### EXCERPT
▬▬▬▬▬▬

La Belle France wants to pick up from where the US left off. Simpliciter! Pashut! No self-searching questions about how, if the US, the world’s sole superpower that (unlike France) is capable of sorting out its own fiscal affairs, that (unlike France) projects its power globally, with a military budget several times the aggregate of those next five that trail behind it, and that (unlike France) has real traction with Israel in many spheres, most importantly defence,
could not prevail, France (scoring nul points in all those areas) may yet succeed where the US failed. This merits some examination.
What, then, is the not nothing that the French, have decided to do? They propose that the extremely cold, and equally stiff, corpse of the 2002 Saudi/Beirut Peace Initiative be warmed up and revivified. One is reminded of the curling, curdling Croque Monsieur that you see festering in the window of a run-down French bar at around four in the afternoon (when the chef has nipped off for a nap rather than join the 21st century) being subjected to micro-waving as a substitute for real cuisine.
Manifesting even greater intellectual insight into the reasons for France picking up Kerry’s baton and loping off with it, Aylraut continued: ”We have to act before it’s too late” adding: “I am not naïve [if the cap fits, Jean-Marc….], I am perfectly sincere [as if such an assurance were needed…] … There is no alternative — the other option is fatalism and I reject that.” (See what I mean? Completely underwhelming.)

▬▬▬▬▬▬

### DATASET CONTENT
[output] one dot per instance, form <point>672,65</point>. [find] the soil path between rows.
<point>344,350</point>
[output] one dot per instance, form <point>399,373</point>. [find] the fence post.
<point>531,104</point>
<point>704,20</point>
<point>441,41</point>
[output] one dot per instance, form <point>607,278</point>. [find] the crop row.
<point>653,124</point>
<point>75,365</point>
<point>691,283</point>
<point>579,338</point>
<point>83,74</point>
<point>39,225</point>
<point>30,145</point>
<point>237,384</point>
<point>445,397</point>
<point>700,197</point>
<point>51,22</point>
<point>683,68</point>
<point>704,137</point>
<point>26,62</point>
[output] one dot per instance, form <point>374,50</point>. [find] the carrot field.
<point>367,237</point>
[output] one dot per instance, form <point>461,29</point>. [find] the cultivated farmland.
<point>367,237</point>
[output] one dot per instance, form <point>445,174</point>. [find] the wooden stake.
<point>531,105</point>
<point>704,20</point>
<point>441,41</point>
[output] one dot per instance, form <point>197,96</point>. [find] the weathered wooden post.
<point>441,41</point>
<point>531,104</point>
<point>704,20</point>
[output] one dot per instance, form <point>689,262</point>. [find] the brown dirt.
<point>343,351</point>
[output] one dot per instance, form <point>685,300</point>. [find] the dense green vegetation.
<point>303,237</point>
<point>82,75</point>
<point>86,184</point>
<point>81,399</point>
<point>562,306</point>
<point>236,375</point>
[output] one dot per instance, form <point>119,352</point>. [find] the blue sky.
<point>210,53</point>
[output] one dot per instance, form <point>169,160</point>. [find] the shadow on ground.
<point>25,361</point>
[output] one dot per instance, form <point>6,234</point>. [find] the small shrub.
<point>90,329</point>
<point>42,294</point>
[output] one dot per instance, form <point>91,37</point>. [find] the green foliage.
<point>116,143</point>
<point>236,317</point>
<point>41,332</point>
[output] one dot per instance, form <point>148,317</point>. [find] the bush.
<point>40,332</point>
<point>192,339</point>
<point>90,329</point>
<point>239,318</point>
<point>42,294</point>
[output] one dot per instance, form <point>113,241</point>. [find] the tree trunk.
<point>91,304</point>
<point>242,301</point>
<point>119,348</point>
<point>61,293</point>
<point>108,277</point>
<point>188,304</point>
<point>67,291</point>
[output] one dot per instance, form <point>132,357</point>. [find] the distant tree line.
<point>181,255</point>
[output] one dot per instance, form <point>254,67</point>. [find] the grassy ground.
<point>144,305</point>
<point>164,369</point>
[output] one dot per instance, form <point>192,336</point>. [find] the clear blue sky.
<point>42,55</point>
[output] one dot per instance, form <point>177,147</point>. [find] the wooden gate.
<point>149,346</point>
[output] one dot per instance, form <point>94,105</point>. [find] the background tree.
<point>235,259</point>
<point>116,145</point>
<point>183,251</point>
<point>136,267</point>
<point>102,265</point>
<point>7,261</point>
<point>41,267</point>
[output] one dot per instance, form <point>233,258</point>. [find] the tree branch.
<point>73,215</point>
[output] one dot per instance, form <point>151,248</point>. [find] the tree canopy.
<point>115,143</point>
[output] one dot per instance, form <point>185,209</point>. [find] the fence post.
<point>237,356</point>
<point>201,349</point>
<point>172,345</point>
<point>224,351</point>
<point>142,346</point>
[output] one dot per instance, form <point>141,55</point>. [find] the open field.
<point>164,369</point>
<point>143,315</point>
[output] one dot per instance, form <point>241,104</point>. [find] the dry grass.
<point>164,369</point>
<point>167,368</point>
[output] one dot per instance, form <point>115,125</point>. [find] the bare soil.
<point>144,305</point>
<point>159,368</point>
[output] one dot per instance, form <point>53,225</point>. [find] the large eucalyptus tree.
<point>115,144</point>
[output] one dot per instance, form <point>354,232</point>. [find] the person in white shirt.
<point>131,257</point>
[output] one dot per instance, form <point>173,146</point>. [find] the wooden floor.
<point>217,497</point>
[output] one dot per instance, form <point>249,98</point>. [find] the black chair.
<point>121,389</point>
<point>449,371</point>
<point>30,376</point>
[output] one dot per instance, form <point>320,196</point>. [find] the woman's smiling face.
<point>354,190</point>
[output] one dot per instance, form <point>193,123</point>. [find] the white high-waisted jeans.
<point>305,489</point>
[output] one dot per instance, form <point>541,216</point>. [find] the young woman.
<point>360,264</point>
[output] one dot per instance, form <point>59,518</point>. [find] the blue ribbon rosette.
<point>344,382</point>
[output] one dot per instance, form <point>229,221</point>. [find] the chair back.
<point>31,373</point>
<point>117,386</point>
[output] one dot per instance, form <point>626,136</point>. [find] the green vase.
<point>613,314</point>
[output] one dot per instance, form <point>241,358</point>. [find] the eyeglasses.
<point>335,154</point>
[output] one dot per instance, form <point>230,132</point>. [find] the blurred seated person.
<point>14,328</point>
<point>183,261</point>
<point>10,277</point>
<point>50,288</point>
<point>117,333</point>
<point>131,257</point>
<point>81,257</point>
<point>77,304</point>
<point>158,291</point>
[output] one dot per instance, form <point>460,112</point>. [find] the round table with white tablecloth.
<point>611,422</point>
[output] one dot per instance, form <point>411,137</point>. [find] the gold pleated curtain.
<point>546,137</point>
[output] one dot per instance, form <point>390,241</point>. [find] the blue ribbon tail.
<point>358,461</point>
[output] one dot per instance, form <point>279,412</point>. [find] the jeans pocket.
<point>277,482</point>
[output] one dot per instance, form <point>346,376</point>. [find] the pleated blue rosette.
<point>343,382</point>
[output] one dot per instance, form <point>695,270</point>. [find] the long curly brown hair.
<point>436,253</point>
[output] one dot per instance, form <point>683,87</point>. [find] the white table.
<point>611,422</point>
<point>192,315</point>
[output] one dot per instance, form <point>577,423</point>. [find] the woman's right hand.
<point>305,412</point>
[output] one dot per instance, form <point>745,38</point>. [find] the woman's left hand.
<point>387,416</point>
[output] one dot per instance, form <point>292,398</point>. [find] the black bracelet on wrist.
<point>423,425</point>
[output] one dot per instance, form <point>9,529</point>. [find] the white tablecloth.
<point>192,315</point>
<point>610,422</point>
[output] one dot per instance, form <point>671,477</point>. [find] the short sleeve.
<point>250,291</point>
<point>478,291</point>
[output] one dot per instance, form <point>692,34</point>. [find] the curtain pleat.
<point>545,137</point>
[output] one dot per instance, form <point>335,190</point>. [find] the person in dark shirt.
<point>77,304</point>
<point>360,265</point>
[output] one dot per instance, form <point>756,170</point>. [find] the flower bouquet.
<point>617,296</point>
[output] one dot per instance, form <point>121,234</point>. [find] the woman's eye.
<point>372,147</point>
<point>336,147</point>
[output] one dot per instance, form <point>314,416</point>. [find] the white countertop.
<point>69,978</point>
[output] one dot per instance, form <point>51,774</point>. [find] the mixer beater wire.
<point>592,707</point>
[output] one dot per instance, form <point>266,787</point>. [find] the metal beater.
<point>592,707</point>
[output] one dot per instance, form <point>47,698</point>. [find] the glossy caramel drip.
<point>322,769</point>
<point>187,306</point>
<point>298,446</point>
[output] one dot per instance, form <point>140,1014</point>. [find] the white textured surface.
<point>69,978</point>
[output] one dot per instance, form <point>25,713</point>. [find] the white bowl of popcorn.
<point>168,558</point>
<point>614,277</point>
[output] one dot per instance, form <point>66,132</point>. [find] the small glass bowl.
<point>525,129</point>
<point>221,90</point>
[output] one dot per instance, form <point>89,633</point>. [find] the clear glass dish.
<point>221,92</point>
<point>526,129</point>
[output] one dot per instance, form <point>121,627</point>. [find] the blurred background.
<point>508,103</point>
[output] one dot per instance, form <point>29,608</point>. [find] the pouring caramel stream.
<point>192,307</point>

▬▬▬▬▬▬

### DIRECTION
In the excerpt about France's diplomatic plans, which peace initiative do the French propose to revive?

### WORKED SOLUTION
The 2002 Saudi/Beirut Peace Initiative.